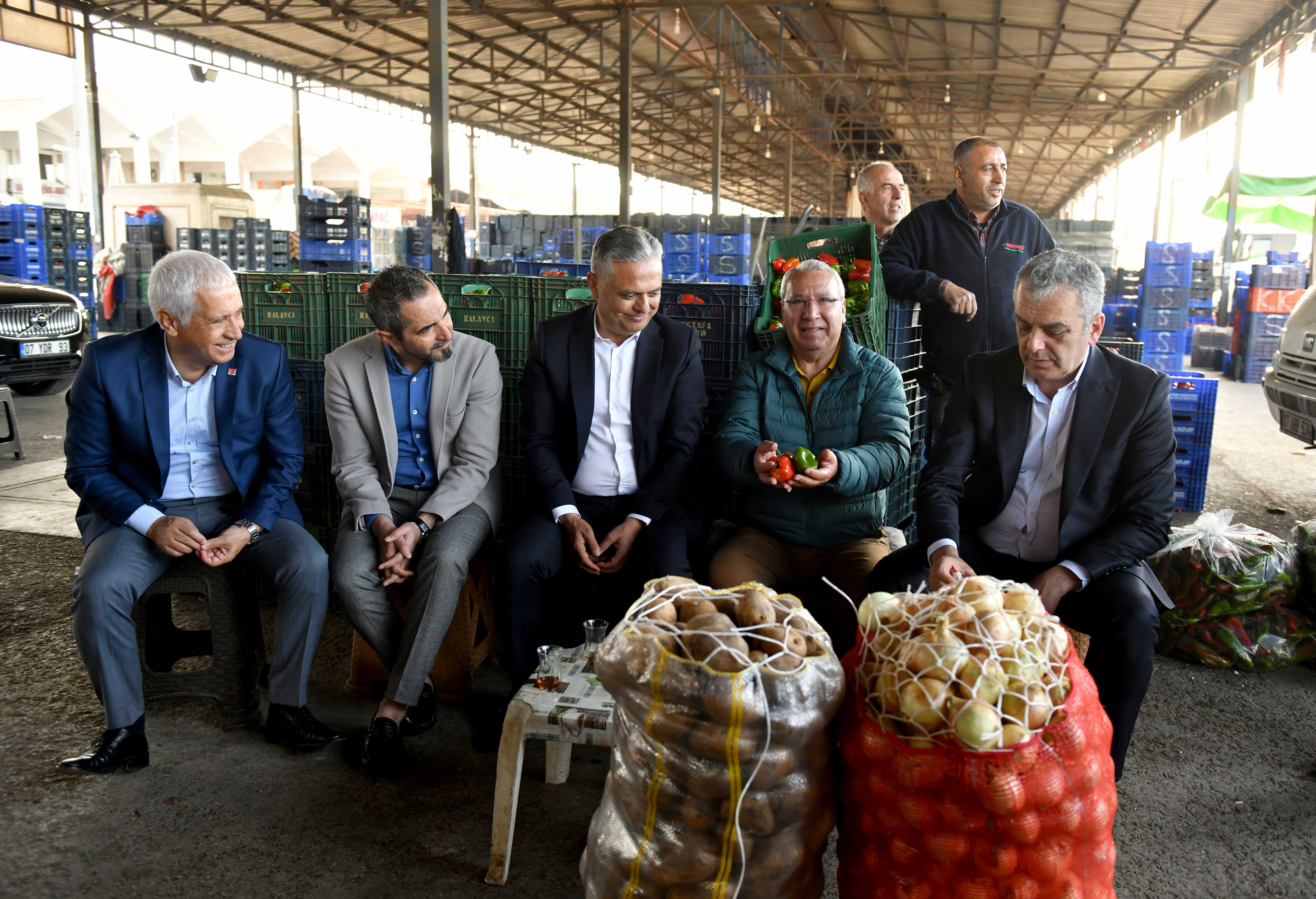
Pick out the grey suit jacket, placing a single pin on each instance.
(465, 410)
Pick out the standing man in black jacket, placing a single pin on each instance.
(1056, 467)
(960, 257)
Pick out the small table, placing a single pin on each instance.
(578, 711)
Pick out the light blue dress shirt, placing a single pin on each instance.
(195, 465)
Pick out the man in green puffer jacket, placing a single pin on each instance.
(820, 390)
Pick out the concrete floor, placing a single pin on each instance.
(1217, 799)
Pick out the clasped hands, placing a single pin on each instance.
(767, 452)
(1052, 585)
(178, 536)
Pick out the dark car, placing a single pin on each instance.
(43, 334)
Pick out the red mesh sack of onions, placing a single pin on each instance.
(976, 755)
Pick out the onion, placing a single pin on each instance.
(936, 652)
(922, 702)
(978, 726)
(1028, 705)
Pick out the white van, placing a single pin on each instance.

------------------------------

- **EXERCISE AIM**: Copy every line above word for word, including the points, but leave out the picture.

- **TASK RESULT**:
Pick out the grey suit jacket, placing a single pin on each instance.
(465, 410)
Pick out the standing man in black jacket, placing a single pin on each instance.
(1056, 467)
(960, 257)
Pick out the small table, placing a single pin on each instance.
(578, 711)
Pick out the light blue dress shirt, placing a single pin on each instance.
(195, 465)
Pick out the man in green puffer jacket, placing a single pin on each instance.
(820, 390)
Pick out the concrete floor, placing a single pin on each instance.
(1217, 799)
Pick out the clasped hands, placing a single pin on each instance.
(767, 452)
(1052, 585)
(178, 536)
Pick out the dark car, placing a single pin on each instance.
(43, 334)
Pick out the red mesh sack of onions, placing a single pin on each instance.
(976, 755)
Pick out the onion, placing a single pin on each instance.
(936, 652)
(922, 702)
(978, 726)
(1028, 705)
Pick out the white van, placing a single pin on each instance.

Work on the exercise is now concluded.